Instructions for the task >> From the listing that follows, output everything exactly except the pictures.

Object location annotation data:
— BEGIN —
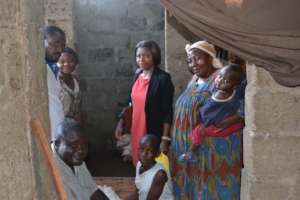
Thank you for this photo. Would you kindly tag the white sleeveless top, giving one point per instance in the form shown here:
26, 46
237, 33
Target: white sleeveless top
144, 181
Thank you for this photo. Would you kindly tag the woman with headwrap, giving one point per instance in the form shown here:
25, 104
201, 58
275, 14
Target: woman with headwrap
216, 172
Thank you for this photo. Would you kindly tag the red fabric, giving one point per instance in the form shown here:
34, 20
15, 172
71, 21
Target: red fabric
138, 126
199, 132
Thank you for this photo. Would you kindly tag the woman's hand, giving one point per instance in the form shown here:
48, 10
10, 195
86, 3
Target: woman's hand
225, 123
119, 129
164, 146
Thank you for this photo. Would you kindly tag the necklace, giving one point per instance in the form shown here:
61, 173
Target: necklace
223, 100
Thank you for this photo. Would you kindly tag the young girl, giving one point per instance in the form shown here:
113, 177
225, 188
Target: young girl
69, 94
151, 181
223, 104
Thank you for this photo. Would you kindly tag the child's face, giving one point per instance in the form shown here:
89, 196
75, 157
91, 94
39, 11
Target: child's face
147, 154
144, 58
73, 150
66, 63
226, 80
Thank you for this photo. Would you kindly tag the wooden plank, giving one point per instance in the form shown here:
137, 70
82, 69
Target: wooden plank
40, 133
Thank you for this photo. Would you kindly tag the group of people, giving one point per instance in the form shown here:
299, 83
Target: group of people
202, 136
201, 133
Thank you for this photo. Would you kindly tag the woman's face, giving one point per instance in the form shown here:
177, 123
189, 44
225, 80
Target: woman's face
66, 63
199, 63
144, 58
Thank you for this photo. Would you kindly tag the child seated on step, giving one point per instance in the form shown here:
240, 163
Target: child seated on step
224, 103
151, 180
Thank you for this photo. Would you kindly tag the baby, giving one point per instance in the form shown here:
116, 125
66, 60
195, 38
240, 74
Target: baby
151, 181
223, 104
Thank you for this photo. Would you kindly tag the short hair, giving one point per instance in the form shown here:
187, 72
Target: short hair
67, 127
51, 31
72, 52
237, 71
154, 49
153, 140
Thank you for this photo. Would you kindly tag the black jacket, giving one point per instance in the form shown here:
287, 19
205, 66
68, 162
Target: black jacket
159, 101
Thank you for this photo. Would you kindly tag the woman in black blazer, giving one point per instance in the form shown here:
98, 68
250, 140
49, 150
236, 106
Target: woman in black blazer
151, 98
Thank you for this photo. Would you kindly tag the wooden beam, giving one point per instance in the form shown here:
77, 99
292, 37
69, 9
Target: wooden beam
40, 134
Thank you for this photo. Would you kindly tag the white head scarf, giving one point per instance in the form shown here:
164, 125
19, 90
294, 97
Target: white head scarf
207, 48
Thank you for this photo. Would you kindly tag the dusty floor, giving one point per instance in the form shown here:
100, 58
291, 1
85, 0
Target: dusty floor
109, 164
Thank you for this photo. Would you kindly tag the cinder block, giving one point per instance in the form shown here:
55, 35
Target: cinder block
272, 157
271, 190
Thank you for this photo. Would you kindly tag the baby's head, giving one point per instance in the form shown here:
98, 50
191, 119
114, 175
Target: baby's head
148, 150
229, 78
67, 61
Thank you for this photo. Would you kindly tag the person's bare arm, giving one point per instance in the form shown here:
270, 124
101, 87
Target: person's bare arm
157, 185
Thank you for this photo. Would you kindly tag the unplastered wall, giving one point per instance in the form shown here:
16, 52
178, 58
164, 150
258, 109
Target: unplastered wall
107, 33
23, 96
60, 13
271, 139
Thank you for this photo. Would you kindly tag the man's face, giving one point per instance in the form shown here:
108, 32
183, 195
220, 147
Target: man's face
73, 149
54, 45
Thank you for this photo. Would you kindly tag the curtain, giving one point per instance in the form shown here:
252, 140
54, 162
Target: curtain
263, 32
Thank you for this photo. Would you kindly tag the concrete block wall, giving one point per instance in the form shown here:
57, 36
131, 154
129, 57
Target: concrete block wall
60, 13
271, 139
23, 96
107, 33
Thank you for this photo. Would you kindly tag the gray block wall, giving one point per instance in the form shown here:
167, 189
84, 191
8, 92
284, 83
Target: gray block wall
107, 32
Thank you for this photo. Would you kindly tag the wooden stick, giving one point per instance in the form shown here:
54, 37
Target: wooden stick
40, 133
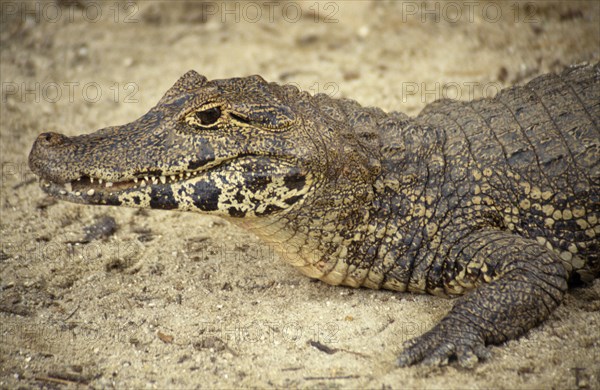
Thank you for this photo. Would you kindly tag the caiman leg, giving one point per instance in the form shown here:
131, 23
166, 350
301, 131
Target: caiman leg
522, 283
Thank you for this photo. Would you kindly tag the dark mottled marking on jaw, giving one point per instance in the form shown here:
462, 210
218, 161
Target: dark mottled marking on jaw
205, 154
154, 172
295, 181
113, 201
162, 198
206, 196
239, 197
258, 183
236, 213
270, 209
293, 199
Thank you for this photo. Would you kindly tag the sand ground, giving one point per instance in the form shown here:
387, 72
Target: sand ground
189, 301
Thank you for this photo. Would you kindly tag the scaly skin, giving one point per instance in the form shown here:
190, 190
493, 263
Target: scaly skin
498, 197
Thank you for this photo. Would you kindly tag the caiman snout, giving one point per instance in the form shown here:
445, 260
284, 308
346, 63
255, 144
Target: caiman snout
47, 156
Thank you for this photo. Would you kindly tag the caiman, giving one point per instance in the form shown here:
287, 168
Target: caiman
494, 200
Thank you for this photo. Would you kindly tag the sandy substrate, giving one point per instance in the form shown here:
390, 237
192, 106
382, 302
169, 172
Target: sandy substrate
— END —
Problem solution >>
Thank you for this photo. Would you kindly tag the white sleeveless top, giving one point per instance in the form shown here:
26, 46
237, 33
Target: white sleeveless top
144, 181
Thank you for this photo. Would you kindly tag the woman with headwrap, giving one point per instance in the form shown here:
25, 104
201, 58
275, 14
Target: woman with headwrap
216, 172
Thank you for this photo. Would you kindly tag the red fabric, giving one point per instance in the form shown here:
34, 20
15, 172
71, 21
Target: red fabric
138, 126
199, 132
Thank you for this photo. Would you kindly tag the woman's hand, giving one point per instance in the form shown here:
48, 10
10, 195
86, 3
Target: woman's hand
225, 123
119, 129
164, 146
Thank you for this photo. Would you kindly tag the necklace, giving one point per instance in the form shown here:
61, 173
Target: necklace
223, 100
Thank you for this photo. Would you kindly tag the young girl, giving one point per instance in the form shown here:
113, 177
225, 188
Target: young girl
69, 94
151, 181
223, 104
Thank you for this photo. Would you kindly tag the child's face, giving one point per instance in the form shown here:
89, 196
75, 157
91, 94
39, 11
Target: child's face
147, 154
144, 58
73, 150
66, 63
226, 80
Thank you for this photo. Would you kindly tag the wooden plank, giving one point per instance in the form shown here:
137, 70
82, 69
Target: wooden plank
40, 133
Thank you for this photo. Would you kindly tag the group of people, giving one point per instance in the form shown here:
299, 83
Target: group of people
202, 136
201, 133
Thank you for this photo. Would you kindly tag the woman's face, giving one point per instance in the form shown here:
177, 123
189, 44
225, 80
Target: woman's face
66, 63
199, 63
144, 58
Thank you for this photo. Would you kindly tag the child seated on step, giving one point per instance in the form shown here:
240, 163
Target: child seated on step
224, 103
151, 180
Thank you for this photo. Would you kindly tag the baby, giving one point per instance in the form shown here:
116, 125
66, 60
195, 38
240, 74
Target: baby
151, 181
223, 104
Thank you for this photo. Would you kindly tag the short hair, giving one point per instance in the form shown here:
187, 72
Target: short hair
67, 127
51, 31
72, 52
237, 71
154, 49
153, 140
Thank you for this photo. Would you kindly tag the black jacket, giving one point per instance in the form shown here:
287, 19
205, 66
68, 162
Target: black jacket
159, 101
Thank you for this photo. Would you kindly tag the woman in black blazer, giving one point per instance in the form shown here:
98, 68
250, 140
49, 150
236, 106
Target: woman in black blazer
151, 98
Thank you for this photo. Would you kindly tag the wooden beam, giving one point per instance in the form shown here:
77, 99
292, 37
69, 9
Target: wooden beam
40, 134
Thank you for this photo. Would you kindly tag the white head scarf, giving one point per instance in the form shown here:
164, 125
19, 90
294, 97
Target: white head scarf
207, 48
Thank you for this photo. Would you kindly tag the dusty floor, giving one point per instance in the form shown here:
100, 58
291, 1
85, 0
Target: dusty floor
109, 164
Thank you for this photo. Would you kindly tag the cinder block, giving one point per instance in the form shown here:
55, 35
Target: cinder block
272, 157
271, 190
Thank you for this photo. Would you kindly tag the baby's head, giving one point per instance in the form shown here:
98, 50
191, 119
114, 175
Target: baby's head
148, 150
229, 78
67, 61
Thank you for this photo. Would you kindly tag the person's bare arm, giving one point per instance in the form shown here:
270, 124
101, 87
Target: person's bare arm
157, 185
Thank you for this photo. Would you kindly tag the unplastered wall, giving one point per instance in the form shown here:
16, 52
178, 58
164, 150
258, 109
Target: unplastered wall
107, 33
23, 96
60, 13
271, 139
Thank you for this photo. Would you kindly tag the man's face, giving one point per instance in the form shown here:
108, 32
183, 195
220, 147
Target: man's face
73, 149
54, 45
Thank you for this photo. Would you kindly tag the curtain, giving one point per instance in the form shown here:
252, 140
54, 162
Target: curtain
263, 32
Thank you for this photo. Would you kindly tag the concrete block wall, giving one point per instance in the form shown here:
57, 36
131, 154
129, 57
Target: concrete block wall
60, 13
271, 139
23, 96
107, 33
Thank you for this photo. Would you kindly tag the gray block wall, giving one point per instance in the form shown here:
167, 189
84, 191
8, 92
284, 83
Target: gray block wall
107, 32
Thank you for this photo. Would you kindly tag the wooden stick, giving one point per instance in the form shown here:
54, 37
Target: wooden stick
40, 133
Thank you for this photo. Would you kindly tag the caiman leg, giving one point per instance in the form shown here:
131, 23
166, 350
301, 131
Target: caiman leg
522, 283
Thank you for this photo. Would you kindly tag the dark mottled marking on jaw, giving one point per instance in the form shown here:
462, 210
218, 161
Target: dark mottled marking on jaw
205, 154
154, 172
295, 181
113, 201
162, 198
206, 196
239, 197
258, 183
236, 213
270, 209
293, 199
Thank you for this photo. Would you kindly tag the sand ground, giving one point per instance in the form shown here:
387, 72
Target: sand ground
189, 301
Thank you for this photo. Would you kindly tag the scaly skin, giving one point per instance in the form shown here:
190, 190
493, 263
Target: scaly skin
498, 197
Thank you for this photo. Would you kindly tag the caiman snout, giving one point per instance in the form shown here:
445, 260
284, 308
346, 63
255, 144
Target: caiman snout
47, 156
Thank you for this photo. Would you kindly tag the caiman, giving one point per instance in the form shown here:
287, 168
Target: caiman
494, 200
Thank you for this photo. Would you kindly tag the sandy substrate, giving one point per instance in the form shown here:
390, 237
192, 106
382, 302
169, 172
Target: sandy substrate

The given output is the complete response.